What is needed ->
Please repeat the data exactly, leaving nothing out.

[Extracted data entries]
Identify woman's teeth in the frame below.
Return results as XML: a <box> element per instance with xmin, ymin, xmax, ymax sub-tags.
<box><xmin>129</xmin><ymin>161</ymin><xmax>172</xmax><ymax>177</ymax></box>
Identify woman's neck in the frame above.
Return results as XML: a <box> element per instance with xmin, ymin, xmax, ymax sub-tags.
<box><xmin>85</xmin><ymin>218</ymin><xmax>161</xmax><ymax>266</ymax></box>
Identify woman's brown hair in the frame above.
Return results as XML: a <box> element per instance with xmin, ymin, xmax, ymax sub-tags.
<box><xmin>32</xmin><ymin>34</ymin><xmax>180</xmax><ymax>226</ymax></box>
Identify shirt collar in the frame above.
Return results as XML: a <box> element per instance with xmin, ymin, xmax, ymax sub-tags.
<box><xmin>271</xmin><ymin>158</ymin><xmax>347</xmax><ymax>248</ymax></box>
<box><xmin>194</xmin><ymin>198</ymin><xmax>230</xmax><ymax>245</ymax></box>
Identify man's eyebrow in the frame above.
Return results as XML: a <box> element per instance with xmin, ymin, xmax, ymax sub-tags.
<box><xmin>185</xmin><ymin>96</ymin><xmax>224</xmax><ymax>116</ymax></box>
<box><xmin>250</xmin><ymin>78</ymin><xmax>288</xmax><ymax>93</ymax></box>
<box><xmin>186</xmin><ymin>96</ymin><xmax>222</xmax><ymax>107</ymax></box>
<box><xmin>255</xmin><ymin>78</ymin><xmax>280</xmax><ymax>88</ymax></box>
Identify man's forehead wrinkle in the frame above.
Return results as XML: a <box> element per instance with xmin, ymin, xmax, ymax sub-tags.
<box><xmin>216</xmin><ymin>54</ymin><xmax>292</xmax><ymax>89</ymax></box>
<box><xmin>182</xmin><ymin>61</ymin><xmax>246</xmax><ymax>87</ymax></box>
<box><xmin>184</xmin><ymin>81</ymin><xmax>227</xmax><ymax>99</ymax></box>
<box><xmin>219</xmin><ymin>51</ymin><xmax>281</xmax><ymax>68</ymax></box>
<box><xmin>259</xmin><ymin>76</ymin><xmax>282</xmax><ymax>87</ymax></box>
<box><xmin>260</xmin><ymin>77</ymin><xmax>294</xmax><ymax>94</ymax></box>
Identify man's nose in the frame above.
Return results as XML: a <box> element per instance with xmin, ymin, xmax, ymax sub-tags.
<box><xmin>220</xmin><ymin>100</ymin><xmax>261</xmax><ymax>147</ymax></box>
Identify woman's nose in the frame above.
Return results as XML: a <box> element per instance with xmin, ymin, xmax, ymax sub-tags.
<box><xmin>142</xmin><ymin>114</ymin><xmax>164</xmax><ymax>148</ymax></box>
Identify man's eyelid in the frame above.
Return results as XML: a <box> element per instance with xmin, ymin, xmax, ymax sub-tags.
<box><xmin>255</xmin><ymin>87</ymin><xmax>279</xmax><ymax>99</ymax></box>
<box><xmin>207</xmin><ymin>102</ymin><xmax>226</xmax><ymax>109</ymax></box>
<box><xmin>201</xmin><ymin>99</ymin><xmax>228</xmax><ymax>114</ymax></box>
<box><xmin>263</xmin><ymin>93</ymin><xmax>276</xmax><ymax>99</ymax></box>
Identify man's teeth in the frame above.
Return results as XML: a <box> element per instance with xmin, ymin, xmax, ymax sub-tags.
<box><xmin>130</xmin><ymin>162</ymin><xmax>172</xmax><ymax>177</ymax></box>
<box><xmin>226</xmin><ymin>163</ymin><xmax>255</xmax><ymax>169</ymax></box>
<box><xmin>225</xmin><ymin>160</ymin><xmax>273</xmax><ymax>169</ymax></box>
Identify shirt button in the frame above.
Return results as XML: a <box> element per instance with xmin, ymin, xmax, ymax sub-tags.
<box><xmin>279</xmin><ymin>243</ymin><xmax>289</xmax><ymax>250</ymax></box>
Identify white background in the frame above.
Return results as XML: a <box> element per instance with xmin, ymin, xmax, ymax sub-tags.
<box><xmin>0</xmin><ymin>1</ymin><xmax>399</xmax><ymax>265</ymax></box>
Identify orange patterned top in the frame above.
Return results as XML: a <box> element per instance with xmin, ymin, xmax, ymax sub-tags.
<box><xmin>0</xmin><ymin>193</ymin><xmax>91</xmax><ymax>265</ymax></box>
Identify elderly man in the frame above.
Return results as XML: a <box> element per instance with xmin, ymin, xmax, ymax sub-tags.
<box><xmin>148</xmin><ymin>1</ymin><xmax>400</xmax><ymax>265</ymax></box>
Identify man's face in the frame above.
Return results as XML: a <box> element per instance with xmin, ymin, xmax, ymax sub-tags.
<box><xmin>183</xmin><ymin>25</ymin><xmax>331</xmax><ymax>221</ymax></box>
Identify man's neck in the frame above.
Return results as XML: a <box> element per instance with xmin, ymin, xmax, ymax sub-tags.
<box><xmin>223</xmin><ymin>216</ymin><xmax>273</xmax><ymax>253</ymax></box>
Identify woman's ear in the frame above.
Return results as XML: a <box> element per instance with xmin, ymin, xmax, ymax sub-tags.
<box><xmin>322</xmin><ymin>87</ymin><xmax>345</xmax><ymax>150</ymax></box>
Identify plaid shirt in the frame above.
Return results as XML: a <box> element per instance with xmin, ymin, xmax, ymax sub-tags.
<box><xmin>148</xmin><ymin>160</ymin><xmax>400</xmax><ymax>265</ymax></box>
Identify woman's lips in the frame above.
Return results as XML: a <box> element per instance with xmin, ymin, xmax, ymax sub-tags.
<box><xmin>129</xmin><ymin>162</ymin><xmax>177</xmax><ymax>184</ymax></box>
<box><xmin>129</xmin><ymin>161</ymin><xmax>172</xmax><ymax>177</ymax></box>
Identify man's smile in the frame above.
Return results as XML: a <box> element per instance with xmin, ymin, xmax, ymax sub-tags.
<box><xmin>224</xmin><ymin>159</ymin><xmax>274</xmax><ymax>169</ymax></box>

Output of the task ->
Identify woman's teeth in the frame below.
Return results as XML: a <box> element per instance with xmin, ymin, xmax, ymax sub-tags.
<box><xmin>129</xmin><ymin>161</ymin><xmax>172</xmax><ymax>177</ymax></box>
Identify woman's neck in the frame above.
Return results as XML: a <box> element per instance with xmin, ymin, xmax, ymax sub-tags.
<box><xmin>85</xmin><ymin>218</ymin><xmax>161</xmax><ymax>266</ymax></box>
Identify woman's brown hair in the frame above.
Return results as XML: a <box> element per instance with xmin, ymin, xmax, ymax sub-tags.
<box><xmin>32</xmin><ymin>34</ymin><xmax>180</xmax><ymax>226</ymax></box>
Identify shirt collar in the frame above.
Return results as XML: a <box> element per instance with xmin, ymin, xmax, ymax sub-tags.
<box><xmin>271</xmin><ymin>158</ymin><xmax>347</xmax><ymax>248</ymax></box>
<box><xmin>194</xmin><ymin>198</ymin><xmax>230</xmax><ymax>245</ymax></box>
Identify man's eyebrow in the frame above.
Return results as XML: a <box> element per instance with xmin, ymin, xmax, ymax sub-tags.
<box><xmin>185</xmin><ymin>96</ymin><xmax>224</xmax><ymax>116</ymax></box>
<box><xmin>250</xmin><ymin>78</ymin><xmax>288</xmax><ymax>93</ymax></box>
<box><xmin>186</xmin><ymin>96</ymin><xmax>222</xmax><ymax>107</ymax></box>
<box><xmin>255</xmin><ymin>78</ymin><xmax>280</xmax><ymax>88</ymax></box>
Identify man's forehead wrinkle in the frame above.
Return results as XML: a <box> element per instance with xmin, ymin, xmax, ymax sub-tags.
<box><xmin>216</xmin><ymin>54</ymin><xmax>292</xmax><ymax>89</ymax></box>
<box><xmin>182</xmin><ymin>61</ymin><xmax>246</xmax><ymax>87</ymax></box>
<box><xmin>184</xmin><ymin>81</ymin><xmax>227</xmax><ymax>99</ymax></box>
<box><xmin>219</xmin><ymin>51</ymin><xmax>281</xmax><ymax>68</ymax></box>
<box><xmin>259</xmin><ymin>76</ymin><xmax>282</xmax><ymax>87</ymax></box>
<box><xmin>260</xmin><ymin>77</ymin><xmax>294</xmax><ymax>94</ymax></box>
Identify man's nose in the frame above.
Return results as XML: a <box> element per instance with xmin, ymin, xmax, ymax sub-tags.
<box><xmin>220</xmin><ymin>100</ymin><xmax>261</xmax><ymax>147</ymax></box>
Identify woman's nose in the frame above.
Return results as XML: a <box> element per instance with xmin, ymin, xmax, ymax sub-tags.
<box><xmin>142</xmin><ymin>114</ymin><xmax>164</xmax><ymax>148</ymax></box>
Identify man's eyelid in the frame above.
Return results as XML: a <box> element per instance with xmin, ymin, xmax, ymax sub-tags.
<box><xmin>255</xmin><ymin>87</ymin><xmax>279</xmax><ymax>99</ymax></box>
<box><xmin>207</xmin><ymin>102</ymin><xmax>226</xmax><ymax>109</ymax></box>
<box><xmin>201</xmin><ymin>99</ymin><xmax>228</xmax><ymax>114</ymax></box>
<box><xmin>263</xmin><ymin>93</ymin><xmax>276</xmax><ymax>99</ymax></box>
Identify man's teeth in the frame above.
Return results as XML: a <box> element per instance with xmin, ymin, xmax, ymax sub-tags.
<box><xmin>130</xmin><ymin>162</ymin><xmax>172</xmax><ymax>177</ymax></box>
<box><xmin>226</xmin><ymin>163</ymin><xmax>255</xmax><ymax>169</ymax></box>
<box><xmin>225</xmin><ymin>160</ymin><xmax>273</xmax><ymax>169</ymax></box>
Identify shirt button in the frame above.
Return results as XML: a <box> element per instance with xmin, ymin, xmax, ymax sub-tags.
<box><xmin>279</xmin><ymin>243</ymin><xmax>289</xmax><ymax>250</ymax></box>
Identify white background in the frame above.
Return results as XML: a <box> element per instance with xmin, ymin, xmax, ymax sub-tags.
<box><xmin>0</xmin><ymin>1</ymin><xmax>399</xmax><ymax>265</ymax></box>
Identify orange patterned top in the frame above.
Return results as XML: a <box> element per instance with xmin, ymin, xmax, ymax sub-tags.
<box><xmin>0</xmin><ymin>193</ymin><xmax>91</xmax><ymax>265</ymax></box>
Identify elderly man in the frame above.
Return results as XML: a <box> element per instance with xmin, ymin, xmax, ymax sub-tags.
<box><xmin>148</xmin><ymin>1</ymin><xmax>400</xmax><ymax>265</ymax></box>
Identify man's face in the frame above.
Return results as XML: a <box> element per instance with xmin, ymin, xmax, ymax sub-tags.
<box><xmin>183</xmin><ymin>25</ymin><xmax>331</xmax><ymax>221</ymax></box>
Identify man's neck in the frame above.
Return results as XML: a <box> element per instance with xmin, ymin, xmax, ymax sub-tags.
<box><xmin>223</xmin><ymin>216</ymin><xmax>273</xmax><ymax>253</ymax></box>
Identify woman's ear in the frame above.
Return results as XML: a <box> element per instance with xmin, ymin, xmax, ymax sub-tags.
<box><xmin>322</xmin><ymin>87</ymin><xmax>345</xmax><ymax>150</ymax></box>
Identify plaid shirt in the frame above.
Return results as XML: a <box> element per instance with xmin, ymin, xmax, ymax sub-tags.
<box><xmin>148</xmin><ymin>160</ymin><xmax>400</xmax><ymax>265</ymax></box>
Identify woman's lips in the frame above.
Return results as XML: a <box> element per instance with xmin, ymin, xmax, ymax sub-tags.
<box><xmin>129</xmin><ymin>162</ymin><xmax>177</xmax><ymax>184</ymax></box>
<box><xmin>129</xmin><ymin>161</ymin><xmax>172</xmax><ymax>177</ymax></box>
Identify man's smile in the frame above.
Return results as XML: a <box> element per instance with xmin, ymin, xmax, ymax sub-tags.
<box><xmin>224</xmin><ymin>159</ymin><xmax>274</xmax><ymax>169</ymax></box>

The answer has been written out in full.